> _TASK ITEM_: Only the lines from the one containing "Target: taillight" through the end of the entries are to be copied, exactly and without pictures, please.

☆ ☆ ☆ ☆ ☆ ☆ ☆

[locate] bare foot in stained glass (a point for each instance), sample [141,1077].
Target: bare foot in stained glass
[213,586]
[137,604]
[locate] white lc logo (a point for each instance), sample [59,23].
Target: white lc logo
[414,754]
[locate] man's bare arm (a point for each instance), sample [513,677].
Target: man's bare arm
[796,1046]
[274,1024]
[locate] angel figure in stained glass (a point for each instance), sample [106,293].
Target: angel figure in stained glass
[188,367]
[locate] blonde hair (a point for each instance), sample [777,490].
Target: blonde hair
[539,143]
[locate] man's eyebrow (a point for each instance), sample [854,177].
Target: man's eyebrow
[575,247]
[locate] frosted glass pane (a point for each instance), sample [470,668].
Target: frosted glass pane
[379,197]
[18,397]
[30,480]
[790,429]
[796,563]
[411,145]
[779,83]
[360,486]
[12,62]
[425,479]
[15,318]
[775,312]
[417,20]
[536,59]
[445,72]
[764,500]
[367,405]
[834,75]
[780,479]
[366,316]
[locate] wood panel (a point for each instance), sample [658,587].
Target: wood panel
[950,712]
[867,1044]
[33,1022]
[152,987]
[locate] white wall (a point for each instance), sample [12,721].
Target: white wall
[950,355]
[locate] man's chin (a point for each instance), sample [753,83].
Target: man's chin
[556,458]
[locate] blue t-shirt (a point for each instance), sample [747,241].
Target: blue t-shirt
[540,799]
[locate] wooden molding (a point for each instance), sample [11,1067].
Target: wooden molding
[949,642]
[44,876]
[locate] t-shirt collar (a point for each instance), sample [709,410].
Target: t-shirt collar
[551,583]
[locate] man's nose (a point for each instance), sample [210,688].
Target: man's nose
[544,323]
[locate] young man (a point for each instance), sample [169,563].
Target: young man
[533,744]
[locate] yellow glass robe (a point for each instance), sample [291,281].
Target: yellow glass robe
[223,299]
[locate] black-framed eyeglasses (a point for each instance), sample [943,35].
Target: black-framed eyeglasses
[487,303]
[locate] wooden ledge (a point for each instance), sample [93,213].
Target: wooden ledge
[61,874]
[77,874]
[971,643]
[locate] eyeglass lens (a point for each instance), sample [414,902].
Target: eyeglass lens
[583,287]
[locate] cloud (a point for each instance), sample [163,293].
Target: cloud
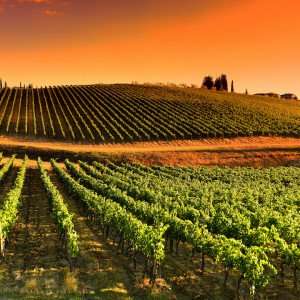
[49,8]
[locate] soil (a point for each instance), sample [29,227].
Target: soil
[244,151]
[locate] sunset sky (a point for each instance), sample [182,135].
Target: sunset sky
[255,42]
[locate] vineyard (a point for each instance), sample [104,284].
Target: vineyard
[114,230]
[125,113]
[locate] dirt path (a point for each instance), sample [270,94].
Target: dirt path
[234,144]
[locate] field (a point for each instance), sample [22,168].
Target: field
[114,201]
[116,230]
[100,114]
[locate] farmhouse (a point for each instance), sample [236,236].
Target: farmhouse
[289,96]
[268,95]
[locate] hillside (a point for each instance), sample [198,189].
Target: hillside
[126,113]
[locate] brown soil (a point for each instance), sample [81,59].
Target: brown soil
[232,158]
[243,143]
[255,151]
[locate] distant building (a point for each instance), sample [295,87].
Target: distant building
[289,96]
[274,95]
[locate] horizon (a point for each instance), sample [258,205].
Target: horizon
[50,42]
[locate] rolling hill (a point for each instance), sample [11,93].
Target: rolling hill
[127,113]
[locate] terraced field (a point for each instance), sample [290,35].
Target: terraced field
[126,113]
[112,230]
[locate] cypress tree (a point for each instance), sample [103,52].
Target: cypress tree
[232,86]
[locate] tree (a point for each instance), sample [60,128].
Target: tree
[224,83]
[208,82]
[218,84]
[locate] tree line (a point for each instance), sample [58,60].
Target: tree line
[219,84]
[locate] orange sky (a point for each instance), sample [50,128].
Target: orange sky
[256,42]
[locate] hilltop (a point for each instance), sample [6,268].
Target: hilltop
[120,113]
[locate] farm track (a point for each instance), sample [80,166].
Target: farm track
[125,113]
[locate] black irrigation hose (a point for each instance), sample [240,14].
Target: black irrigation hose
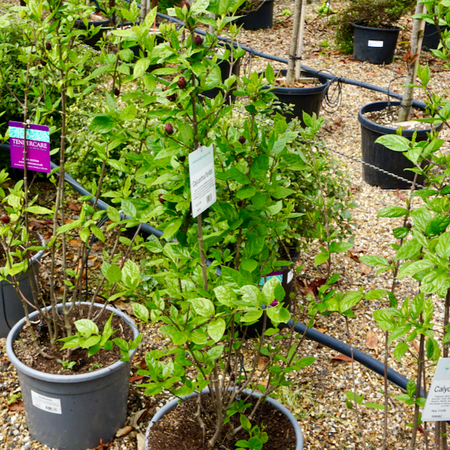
[329,76]
[311,333]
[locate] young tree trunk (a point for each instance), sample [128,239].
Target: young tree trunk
[290,76]
[416,45]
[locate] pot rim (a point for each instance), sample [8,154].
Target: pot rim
[173,403]
[65,379]
[372,126]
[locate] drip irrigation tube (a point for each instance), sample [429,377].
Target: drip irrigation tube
[311,333]
[329,76]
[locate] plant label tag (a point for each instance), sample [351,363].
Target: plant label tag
[49,404]
[202,179]
[375,43]
[37,146]
[437,406]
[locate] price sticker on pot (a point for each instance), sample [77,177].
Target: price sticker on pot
[49,404]
[37,146]
[437,406]
[202,179]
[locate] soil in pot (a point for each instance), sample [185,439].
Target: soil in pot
[28,355]
[179,429]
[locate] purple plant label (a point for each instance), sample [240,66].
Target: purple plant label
[37,147]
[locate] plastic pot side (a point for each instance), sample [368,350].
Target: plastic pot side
[380,156]
[172,404]
[73,412]
[11,308]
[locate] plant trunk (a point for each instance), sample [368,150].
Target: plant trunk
[290,76]
[416,45]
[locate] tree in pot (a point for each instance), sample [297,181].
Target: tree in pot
[376,149]
[369,29]
[205,307]
[66,407]
[295,87]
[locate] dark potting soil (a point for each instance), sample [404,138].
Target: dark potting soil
[179,429]
[27,353]
[388,117]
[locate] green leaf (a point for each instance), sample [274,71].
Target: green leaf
[102,124]
[216,329]
[86,327]
[203,306]
[394,142]
[409,250]
[400,349]
[113,274]
[340,247]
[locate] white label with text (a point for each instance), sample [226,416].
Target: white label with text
[437,406]
[49,404]
[202,179]
[375,44]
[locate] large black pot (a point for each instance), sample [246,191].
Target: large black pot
[431,36]
[260,19]
[308,99]
[73,412]
[376,45]
[380,156]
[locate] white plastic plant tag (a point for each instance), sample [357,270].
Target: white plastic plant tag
[437,406]
[49,404]
[375,43]
[202,179]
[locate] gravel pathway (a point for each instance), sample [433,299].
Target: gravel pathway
[317,396]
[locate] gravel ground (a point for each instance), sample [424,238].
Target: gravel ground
[317,396]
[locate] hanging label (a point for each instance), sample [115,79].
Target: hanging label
[437,406]
[202,179]
[37,147]
[49,404]
[375,43]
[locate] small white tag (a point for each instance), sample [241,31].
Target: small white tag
[202,179]
[437,406]
[49,404]
[375,43]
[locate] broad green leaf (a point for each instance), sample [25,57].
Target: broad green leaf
[216,329]
[86,327]
[203,306]
[394,142]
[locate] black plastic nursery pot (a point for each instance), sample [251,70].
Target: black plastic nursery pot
[431,37]
[11,308]
[173,404]
[260,19]
[306,99]
[73,412]
[380,156]
[376,45]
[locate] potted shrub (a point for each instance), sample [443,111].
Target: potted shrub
[67,405]
[302,90]
[396,120]
[208,268]
[370,29]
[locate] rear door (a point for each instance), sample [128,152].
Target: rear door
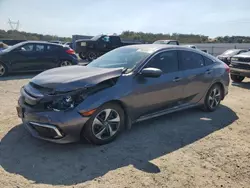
[52,55]
[197,76]
[23,58]
[155,94]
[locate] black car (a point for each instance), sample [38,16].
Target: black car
[92,48]
[35,56]
[240,67]
[227,55]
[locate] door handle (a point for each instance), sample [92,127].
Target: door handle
[208,71]
[177,79]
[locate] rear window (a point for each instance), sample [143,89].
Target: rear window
[208,61]
[52,47]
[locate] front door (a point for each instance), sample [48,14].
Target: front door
[156,94]
[196,75]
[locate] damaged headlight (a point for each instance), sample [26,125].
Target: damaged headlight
[66,102]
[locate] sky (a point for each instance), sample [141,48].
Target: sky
[91,17]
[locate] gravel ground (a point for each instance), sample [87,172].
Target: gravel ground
[186,149]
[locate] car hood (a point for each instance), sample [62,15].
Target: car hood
[65,79]
[243,55]
[83,40]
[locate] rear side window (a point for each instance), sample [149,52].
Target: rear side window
[27,48]
[173,43]
[52,47]
[40,47]
[208,61]
[166,61]
[190,60]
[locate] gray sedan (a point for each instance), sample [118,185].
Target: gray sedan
[124,86]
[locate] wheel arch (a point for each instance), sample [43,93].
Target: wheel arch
[217,82]
[128,121]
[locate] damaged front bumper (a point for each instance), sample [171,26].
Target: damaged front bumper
[50,125]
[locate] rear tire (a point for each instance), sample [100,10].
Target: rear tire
[91,55]
[213,98]
[3,70]
[82,56]
[237,78]
[99,130]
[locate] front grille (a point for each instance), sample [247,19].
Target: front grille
[40,88]
[45,131]
[241,66]
[242,59]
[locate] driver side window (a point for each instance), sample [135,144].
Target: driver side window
[165,61]
[27,48]
[106,39]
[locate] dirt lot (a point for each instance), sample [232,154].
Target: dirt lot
[185,149]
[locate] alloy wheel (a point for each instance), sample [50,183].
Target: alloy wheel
[106,124]
[2,70]
[214,98]
[65,63]
[92,56]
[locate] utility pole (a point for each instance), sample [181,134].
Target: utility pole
[14,25]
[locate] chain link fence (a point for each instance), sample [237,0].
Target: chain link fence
[218,48]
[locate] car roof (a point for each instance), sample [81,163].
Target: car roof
[40,42]
[157,47]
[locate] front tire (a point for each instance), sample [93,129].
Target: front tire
[104,125]
[3,70]
[213,98]
[91,55]
[82,56]
[65,63]
[237,78]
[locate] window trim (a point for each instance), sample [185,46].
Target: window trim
[180,59]
[152,56]
[44,49]
[177,56]
[34,45]
[141,66]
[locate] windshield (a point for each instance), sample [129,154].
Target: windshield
[13,47]
[96,37]
[159,42]
[126,57]
[230,52]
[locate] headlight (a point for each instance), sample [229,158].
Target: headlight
[234,59]
[66,102]
[83,43]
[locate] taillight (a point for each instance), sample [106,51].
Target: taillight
[227,68]
[70,51]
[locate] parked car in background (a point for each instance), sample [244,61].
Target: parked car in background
[190,46]
[69,44]
[35,56]
[240,67]
[3,46]
[56,42]
[172,42]
[92,48]
[11,42]
[227,55]
[127,85]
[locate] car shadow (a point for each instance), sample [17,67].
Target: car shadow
[48,163]
[244,85]
[19,76]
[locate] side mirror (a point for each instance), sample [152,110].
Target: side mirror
[151,72]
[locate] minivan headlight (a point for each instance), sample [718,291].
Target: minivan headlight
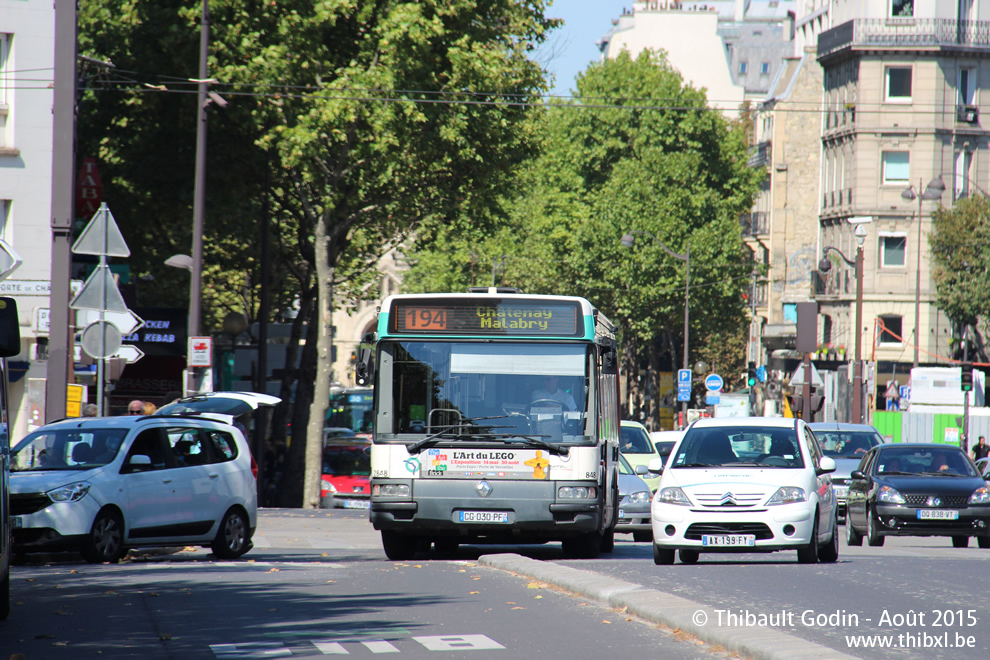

☆ ☆ ☆ ☆ ☆ ☆ ☆

> _ANSWER TO THE PROBLEM_:
Target: taillight
[227,68]
[70,51]
[locate] parked car in background (a point for each instance), sample [244,61].
Target: parked car in background
[190,46]
[69,44]
[35,56]
[240,67]
[3,46]
[56,42]
[172,42]
[92,48]
[11,42]
[227,55]
[127,85]
[locate] car shadow (a point for each instance), sample [17,67].
Target: car shadow
[48,163]
[244,85]
[19,76]
[locate] side mirror (a point for each instance), sample [152,110].
Target: side mirror
[151,72]
[locate] minivan headlight (a point for each instance), sample [718,291].
Target: minivan headlight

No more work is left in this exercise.